* Your objective *
Print exactly, and only, the lines running from the line containing "Would you mind tagging the white rice" through the end of the records below.
** Given records follows **
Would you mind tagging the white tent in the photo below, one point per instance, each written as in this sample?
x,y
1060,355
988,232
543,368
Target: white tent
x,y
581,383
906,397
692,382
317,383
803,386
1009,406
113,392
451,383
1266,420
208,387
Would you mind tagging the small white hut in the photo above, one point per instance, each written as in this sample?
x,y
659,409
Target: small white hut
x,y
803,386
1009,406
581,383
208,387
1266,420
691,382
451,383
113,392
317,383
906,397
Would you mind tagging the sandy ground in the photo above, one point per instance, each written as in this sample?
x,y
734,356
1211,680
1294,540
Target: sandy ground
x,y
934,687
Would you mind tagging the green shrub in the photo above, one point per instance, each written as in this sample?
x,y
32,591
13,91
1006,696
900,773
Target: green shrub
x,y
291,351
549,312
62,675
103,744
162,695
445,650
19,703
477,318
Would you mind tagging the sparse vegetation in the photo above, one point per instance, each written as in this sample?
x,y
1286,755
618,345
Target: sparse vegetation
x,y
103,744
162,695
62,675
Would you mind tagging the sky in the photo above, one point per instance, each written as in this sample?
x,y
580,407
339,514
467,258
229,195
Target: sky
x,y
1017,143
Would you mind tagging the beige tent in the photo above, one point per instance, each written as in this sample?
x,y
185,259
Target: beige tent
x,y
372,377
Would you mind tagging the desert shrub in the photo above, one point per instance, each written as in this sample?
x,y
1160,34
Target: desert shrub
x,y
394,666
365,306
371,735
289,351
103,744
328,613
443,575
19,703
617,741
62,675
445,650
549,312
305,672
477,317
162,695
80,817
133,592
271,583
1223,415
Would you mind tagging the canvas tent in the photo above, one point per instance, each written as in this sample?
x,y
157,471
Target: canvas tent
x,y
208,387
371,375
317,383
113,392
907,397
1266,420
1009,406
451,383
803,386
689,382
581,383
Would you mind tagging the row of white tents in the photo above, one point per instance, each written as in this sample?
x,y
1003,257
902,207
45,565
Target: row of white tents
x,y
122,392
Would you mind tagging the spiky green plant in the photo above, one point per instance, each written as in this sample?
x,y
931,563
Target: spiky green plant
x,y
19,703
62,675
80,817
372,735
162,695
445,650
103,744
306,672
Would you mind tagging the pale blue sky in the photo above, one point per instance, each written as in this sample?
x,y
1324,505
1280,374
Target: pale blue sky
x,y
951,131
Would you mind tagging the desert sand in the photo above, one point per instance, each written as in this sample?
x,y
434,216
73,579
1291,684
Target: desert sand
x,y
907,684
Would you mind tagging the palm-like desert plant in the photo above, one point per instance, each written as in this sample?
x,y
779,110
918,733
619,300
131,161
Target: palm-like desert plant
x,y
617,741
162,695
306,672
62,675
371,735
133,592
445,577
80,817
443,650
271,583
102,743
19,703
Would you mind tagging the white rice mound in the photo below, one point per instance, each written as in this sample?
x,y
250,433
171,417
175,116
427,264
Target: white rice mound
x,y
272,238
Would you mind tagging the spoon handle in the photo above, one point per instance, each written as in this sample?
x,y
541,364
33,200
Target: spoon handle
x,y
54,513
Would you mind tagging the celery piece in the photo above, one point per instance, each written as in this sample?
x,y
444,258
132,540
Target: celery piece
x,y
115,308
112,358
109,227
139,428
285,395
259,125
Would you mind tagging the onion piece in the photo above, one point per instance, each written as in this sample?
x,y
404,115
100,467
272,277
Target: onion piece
** End of Given records **
* Your solution *
Would you mind tagging the white rice mound in the photo below, one point per instance, each written as in this sample?
x,y
250,433
171,417
175,116
427,264
Target: white rice mound
x,y
272,238
Would you mind tagging the spoon handle in the photo above, one point per instance, each written as in this sample?
x,y
541,364
33,200
Target: spoon handle
x,y
54,513
Would you mind tagging the celery piece in the photo above, one point per instance, each written as in this sample?
x,y
444,258
132,540
Target: celery piece
x,y
115,308
112,358
109,227
139,428
285,395
259,125
Would you mind tagging the onion piece in the photo above, one point per instance, each written as in this sample?
x,y
404,115
100,467
272,277
Target: onion piece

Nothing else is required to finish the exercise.